§ **WHAT THE TASK ASKS**: Repeat the records below verbatim, and do not copy their pictures.

(Stored items)
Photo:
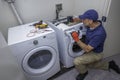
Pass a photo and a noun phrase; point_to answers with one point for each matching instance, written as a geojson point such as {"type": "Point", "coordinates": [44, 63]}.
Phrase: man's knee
{"type": "Point", "coordinates": [77, 61]}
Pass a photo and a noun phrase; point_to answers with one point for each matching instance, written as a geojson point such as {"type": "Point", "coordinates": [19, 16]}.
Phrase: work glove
{"type": "Point", "coordinates": [75, 36]}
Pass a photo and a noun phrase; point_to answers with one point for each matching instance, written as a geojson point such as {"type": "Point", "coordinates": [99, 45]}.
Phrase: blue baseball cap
{"type": "Point", "coordinates": [90, 14]}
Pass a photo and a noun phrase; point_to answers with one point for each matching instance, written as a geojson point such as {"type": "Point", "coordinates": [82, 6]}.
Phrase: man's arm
{"type": "Point", "coordinates": [86, 48]}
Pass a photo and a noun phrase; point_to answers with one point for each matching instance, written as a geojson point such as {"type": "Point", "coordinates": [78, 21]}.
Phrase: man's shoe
{"type": "Point", "coordinates": [81, 76]}
{"type": "Point", "coordinates": [114, 66]}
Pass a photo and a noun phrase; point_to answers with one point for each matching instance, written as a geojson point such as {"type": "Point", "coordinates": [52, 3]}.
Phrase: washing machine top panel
{"type": "Point", "coordinates": [64, 27]}
{"type": "Point", "coordinates": [26, 32]}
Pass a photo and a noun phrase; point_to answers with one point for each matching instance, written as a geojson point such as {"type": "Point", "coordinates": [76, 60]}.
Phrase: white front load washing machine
{"type": "Point", "coordinates": [68, 48]}
{"type": "Point", "coordinates": [35, 50]}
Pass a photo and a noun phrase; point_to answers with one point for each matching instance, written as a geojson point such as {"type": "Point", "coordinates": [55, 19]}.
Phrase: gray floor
{"type": "Point", "coordinates": [94, 74]}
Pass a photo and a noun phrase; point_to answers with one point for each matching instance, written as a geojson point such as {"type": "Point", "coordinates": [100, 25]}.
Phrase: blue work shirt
{"type": "Point", "coordinates": [96, 38]}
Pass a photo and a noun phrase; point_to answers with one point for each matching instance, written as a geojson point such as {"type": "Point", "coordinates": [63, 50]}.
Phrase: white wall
{"type": "Point", "coordinates": [31, 10]}
{"type": "Point", "coordinates": [82, 5]}
{"type": "Point", "coordinates": [112, 26]}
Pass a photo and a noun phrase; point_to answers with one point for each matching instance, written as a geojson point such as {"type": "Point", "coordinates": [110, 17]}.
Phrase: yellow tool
{"type": "Point", "coordinates": [41, 26]}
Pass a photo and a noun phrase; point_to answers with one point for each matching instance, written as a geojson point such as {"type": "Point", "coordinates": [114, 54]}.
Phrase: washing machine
{"type": "Point", "coordinates": [68, 48]}
{"type": "Point", "coordinates": [36, 50]}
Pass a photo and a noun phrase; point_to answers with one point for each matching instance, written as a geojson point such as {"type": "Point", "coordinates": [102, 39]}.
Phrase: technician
{"type": "Point", "coordinates": [93, 46]}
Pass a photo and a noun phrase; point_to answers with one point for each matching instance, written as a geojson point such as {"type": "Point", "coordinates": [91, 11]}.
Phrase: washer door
{"type": "Point", "coordinates": [39, 60]}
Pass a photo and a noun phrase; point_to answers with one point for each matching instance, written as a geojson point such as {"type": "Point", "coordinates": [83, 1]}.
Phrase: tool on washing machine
{"type": "Point", "coordinates": [40, 25]}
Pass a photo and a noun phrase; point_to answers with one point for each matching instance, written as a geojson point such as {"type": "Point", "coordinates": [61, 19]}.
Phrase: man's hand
{"type": "Point", "coordinates": [75, 36]}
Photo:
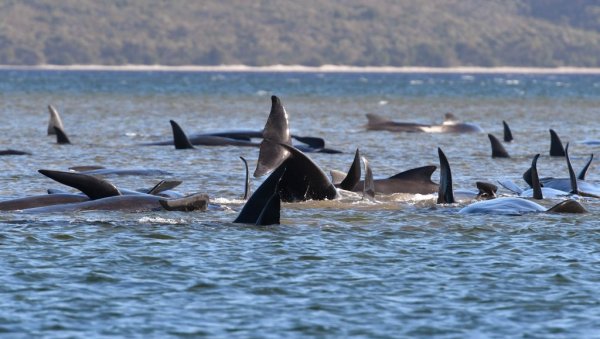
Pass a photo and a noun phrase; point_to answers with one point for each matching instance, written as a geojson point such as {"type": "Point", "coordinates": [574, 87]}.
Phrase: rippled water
{"type": "Point", "coordinates": [402, 267]}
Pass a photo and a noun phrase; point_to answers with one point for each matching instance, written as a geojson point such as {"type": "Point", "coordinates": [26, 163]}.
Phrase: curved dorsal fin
{"type": "Point", "coordinates": [583, 172]}
{"type": "Point", "coordinates": [498, 150]}
{"type": "Point", "coordinates": [572, 177]}
{"type": "Point", "coordinates": [353, 176]}
{"type": "Point", "coordinates": [369, 184]}
{"type": "Point", "coordinates": [276, 132]}
{"type": "Point", "coordinates": [535, 179]}
{"type": "Point", "coordinates": [180, 139]}
{"type": "Point", "coordinates": [93, 187]}
{"type": "Point", "coordinates": [54, 120]}
{"type": "Point", "coordinates": [445, 193]}
{"type": "Point", "coordinates": [416, 174]}
{"type": "Point", "coordinates": [507, 132]}
{"type": "Point", "coordinates": [556, 147]}
{"type": "Point", "coordinates": [61, 136]}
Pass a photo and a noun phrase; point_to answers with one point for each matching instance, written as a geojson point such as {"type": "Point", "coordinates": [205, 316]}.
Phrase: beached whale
{"type": "Point", "coordinates": [450, 125]}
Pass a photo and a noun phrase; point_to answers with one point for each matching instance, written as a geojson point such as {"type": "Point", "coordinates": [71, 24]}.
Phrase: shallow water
{"type": "Point", "coordinates": [399, 267]}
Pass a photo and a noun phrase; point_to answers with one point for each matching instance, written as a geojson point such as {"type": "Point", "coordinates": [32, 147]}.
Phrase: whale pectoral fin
{"type": "Point", "coordinates": [535, 179]}
{"type": "Point", "coordinates": [164, 185]}
{"type": "Point", "coordinates": [276, 132]}
{"type": "Point", "coordinates": [583, 172]}
{"type": "Point", "coordinates": [369, 186]}
{"type": "Point", "coordinates": [507, 132]}
{"type": "Point", "coordinates": [61, 136]}
{"type": "Point", "coordinates": [93, 187]}
{"type": "Point", "coordinates": [194, 202]}
{"type": "Point", "coordinates": [572, 177]}
{"type": "Point", "coordinates": [353, 176]}
{"type": "Point", "coordinates": [416, 174]}
{"type": "Point", "coordinates": [556, 147]}
{"type": "Point", "coordinates": [486, 190]}
{"type": "Point", "coordinates": [498, 151]}
{"type": "Point", "coordinates": [445, 193]}
{"type": "Point", "coordinates": [261, 198]}
{"type": "Point", "coordinates": [180, 139]}
{"type": "Point", "coordinates": [567, 206]}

§ **SOLUTION TO THIS EXERCISE**:
Photo:
Pass a photo and a noun phrase; point_to answers with one point for each matching instance, written as a geojson point such as {"type": "Point", "coordinates": [44, 63]}.
Phrase: man's knee
{"type": "Point", "coordinates": [77, 61]}
Pass a photo and a noun phrase; point_to answers with one point for each matching instance, written as a geojson point such as {"type": "Point", "coordinates": [19, 16]}.
Phrase: work glove
{"type": "Point", "coordinates": [75, 36]}
Pass a photo and a noun phrase; point_to answers with one point for each matching instance, written as a geojson point such as {"type": "Point", "coordinates": [99, 45]}.
Phrase: blue baseball cap
{"type": "Point", "coordinates": [90, 14]}
Pass a photo and a noun phrase; point_to answers with one point for each matching instance, written as a geojson point such as {"type": "Point", "coordinates": [82, 6]}.
Phrase: man's arm
{"type": "Point", "coordinates": [86, 48]}
Pass a photo and a noun phrase; point_to answers with one point for each matching instance, written as a geojson point such as {"type": "Point", "coordinates": [78, 21]}.
Phrase: man's shoe
{"type": "Point", "coordinates": [81, 76]}
{"type": "Point", "coordinates": [114, 66]}
Pass a photo and a noun phrase; point_to answers with one point for each matching instance, written as a geojson point such as {"type": "Point", "coordinates": [52, 3]}.
Phrase: washing machine top panel
{"type": "Point", "coordinates": [64, 27]}
{"type": "Point", "coordinates": [26, 32]}
Pass a photo and a noun phrase; point_to answers with one point for each matching instance, written as a geojson point such as {"type": "Point", "coordinates": [76, 60]}.
Phrase: white front load washing machine
{"type": "Point", "coordinates": [68, 48]}
{"type": "Point", "coordinates": [35, 50]}
Pass a photo and a noun phrase; point_to answers with one point for each matching instance, written as a geojson point such as {"type": "Point", "coordinates": [55, 19]}.
Phrase: gray floor
{"type": "Point", "coordinates": [94, 74]}
Pass a photo and a noun phrase; point_to answers with one point for each matching instance, written as a geojson point such as {"type": "Point", "coordinates": [100, 25]}.
Phrase: blue work shirt
{"type": "Point", "coordinates": [96, 38]}
Pass a photo and a noun phrase; point_to answers with one point for each matching instance, written as a geojson point such as {"type": "Point", "coordinates": [63, 50]}.
Phrase: white wall
{"type": "Point", "coordinates": [31, 10]}
{"type": "Point", "coordinates": [82, 5]}
{"type": "Point", "coordinates": [112, 26]}
Pass a photo and a noun phrase; point_to answers with one point for each matching instance, written as a geojson point such as {"type": "Point", "coordinates": [110, 17]}.
Phrase: yellow tool
{"type": "Point", "coordinates": [41, 26]}
Pass a photo and a noun phrase; point_to answers with one point for each matching instance, written as a geojson point such as {"type": "Point", "coordinates": [114, 54]}.
Phrase: washing machine
{"type": "Point", "coordinates": [68, 48]}
{"type": "Point", "coordinates": [36, 50]}
Pass a photo and a noun phrase; point_to answers with one point for each matching instance, written as a geojson point such as {"type": "Point", "coordinates": [102, 39]}.
Phrase: technician
{"type": "Point", "coordinates": [93, 46]}
Pass a photo and a noun phrase; point_to answers with one point for each matching instance, written as a geojson point such as {"type": "Point", "coordinates": [91, 11]}.
Phrase: washer door
{"type": "Point", "coordinates": [39, 60]}
Pass a photo and a noun phrase; point_to answers with one point for each matching instance, written as a geojson point such as {"type": "Point", "coordinates": [83, 1]}.
Phrase: tool on washing machine
{"type": "Point", "coordinates": [40, 25]}
Pass a photo and a noun phrase; point_to answers with one point for each matching instance, written as a geojson point such as {"type": "Point", "coordinates": [61, 19]}.
Phrase: man's hand
{"type": "Point", "coordinates": [75, 36]}
Photo:
Pass a photo and a noun phrase; point_to answers with one point for each matching instance, written as a geojson point such as {"type": "Point", "coordinates": [574, 87]}.
Phrase: rippled water
{"type": "Point", "coordinates": [402, 267]}
Pass a photo and a noun phrase; point_to answers with one point for each matching instance, written as a geojson point such as {"type": "Point", "coordinates": [26, 163]}.
Phrase: curved dorsal fin
{"type": "Point", "coordinates": [583, 172]}
{"type": "Point", "coordinates": [498, 150]}
{"type": "Point", "coordinates": [572, 177]}
{"type": "Point", "coordinates": [353, 176]}
{"type": "Point", "coordinates": [369, 184]}
{"type": "Point", "coordinates": [276, 132]}
{"type": "Point", "coordinates": [535, 179]}
{"type": "Point", "coordinates": [180, 139]}
{"type": "Point", "coordinates": [93, 187]}
{"type": "Point", "coordinates": [54, 120]}
{"type": "Point", "coordinates": [445, 193]}
{"type": "Point", "coordinates": [416, 174]}
{"type": "Point", "coordinates": [507, 132]}
{"type": "Point", "coordinates": [556, 147]}
{"type": "Point", "coordinates": [61, 136]}
Pass a photo and a noun phrase; point_to answers with one point for each matching instance, written as a geojson point such as {"type": "Point", "coordinates": [205, 316]}.
Phrase: beached whale
{"type": "Point", "coordinates": [450, 125]}
Pass a photo and a noun phrase; point_to answers with one point for each matching instance, written as a geojson point such as {"type": "Point", "coordinates": [71, 24]}.
Phrase: shallow water
{"type": "Point", "coordinates": [399, 267]}
Pass a photo and a noun phrase; point_to answers with one point for each matching instance, written as a geojson point such as {"type": "Point", "coordinates": [32, 147]}.
Phrase: whale pectoral fin
{"type": "Point", "coordinates": [535, 179]}
{"type": "Point", "coordinates": [164, 185]}
{"type": "Point", "coordinates": [276, 132]}
{"type": "Point", "coordinates": [583, 172]}
{"type": "Point", "coordinates": [369, 186]}
{"type": "Point", "coordinates": [507, 132]}
{"type": "Point", "coordinates": [61, 136]}
{"type": "Point", "coordinates": [93, 187]}
{"type": "Point", "coordinates": [194, 202]}
{"type": "Point", "coordinates": [572, 177]}
{"type": "Point", "coordinates": [353, 176]}
{"type": "Point", "coordinates": [416, 174]}
{"type": "Point", "coordinates": [556, 147]}
{"type": "Point", "coordinates": [486, 190]}
{"type": "Point", "coordinates": [498, 151]}
{"type": "Point", "coordinates": [445, 193]}
{"type": "Point", "coordinates": [261, 198]}
{"type": "Point", "coordinates": [180, 139]}
{"type": "Point", "coordinates": [567, 206]}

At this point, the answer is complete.